- [Source extract]:
════════
Editor’s Note: FII’s #MoodOfTheMonth for July 2021 is Sustainability. We invite submissions on the diverse aspects of sustainability throughout the month. If you’d like to contribute, kindly email your articles to firstname.lastname@example.org
When people hear the term “sustainability” or “environmental activism”, it is often understood as elitist and privileged, mainly because the discourse lacks self representative, marginalised voices.
When Adivasis or Dalits speak for environmental protection and sustainability, it is often reduced as identity politics by the mainstream. But in reality, the most self sustainable models of development and lifestyle can be learnt from the Adivasis. We can observe minimalistic, gender fluid fashion in their clothing aesthetics too. It confronts the core of the sustainability argument – the problem of overconsumption of raw materials.
In urban spaces, the economic middle class, most importantly the working class who do hard labour, have been practicing sustainable clothing, perhaps without even being aware of it. This article discusses one such working-class dress as a sustainable, zero waste clothing – the lungi.
Most common definitions of sustainability talk about investing in renewable and minimalistic products, so that the future generations do not have to struggle for their fundamental necessities. In short, slowing down the process of consuming and exhausting the finite resources we have.
════════
- [Data]:
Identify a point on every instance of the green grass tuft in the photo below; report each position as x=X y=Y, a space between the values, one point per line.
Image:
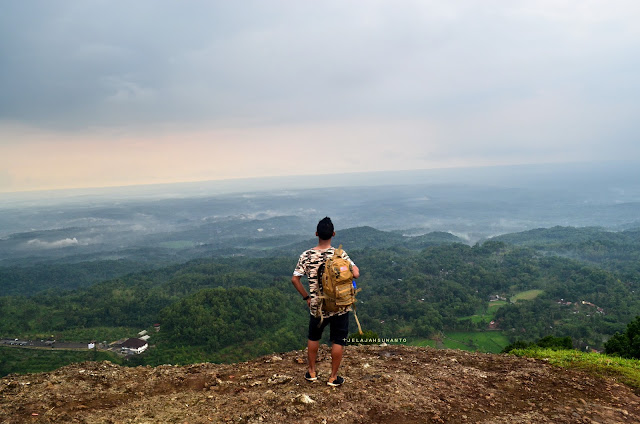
════════
- [To-do list]:
**A)** Which working-class garment does the text on sustainability discuss as sustainable, zero waste clothing?
**B)** List every group of people that the text on sustainability names as speaking for sustainability or practicing sustainable ways of living.
**C)** Continue the text on sustainability and the lungi from its last sentence.

- [Answers provided]:
**A)** The lungi.

**B)** Adivasis, Dalits, the economic middle class, the working class

**C)**
It takes a hefty investment in the process of mass production of clean energy and preservation of terminable energy. This usually makes the general public withdraw their participation from the narrative of sustainability. The same can be applied to sustainable clothing.
Although the fashion industry is working on producing affordable organic clothing, sustainable clothing brands are yet to reach the common markets. One of the most important aspects of sustainability is affordability and longevity of the commodity, which would encourage people to use the product. The question that persists is, “are sustainable clothes (produced by big brands) tensile enough for people who do hard labour?”
When pondering about this question, I came across Purushu Arie, designer and founder of one of India’s most important gender fluid fashion labels. His designs based on lungi inspired me to sport the wear to my university, which does not have any mandate for clothing. People of all genders wear whatever is comfortable for them, without being moral policed by anyone. I expected the same treatment for lungi too, but to my surprise, it shocked the authorities.
My only persisting question was, “When veshti and sarees are allowed to be sported freely in classroom and academia as ethnic dresses, why isn’t lungi allowed?” It was a new lungi, and it covered all of my body. There was no fodder for provocation or distraction.
This bias made me delve deeper into the politics of the lungi. If the prejudice is due to the conditioning that lungis are meant to be worn at home, have we not seen working class people sporting it for their daily labour?
Western attires are often preferred in academia, even in spaces that discuss post-colonialism and its politics. It is understandable when this happens in the science streams, where there is no space for sociological discussions. But even humanities and social sciences restrict students from decolonising their minds.
Hypocritically, it is acceptable in academia for Sanskrit faculty to sport their traditional wear, mostly white dhotis. Even the colour of the loincloth plays a role in identifying one’s social location.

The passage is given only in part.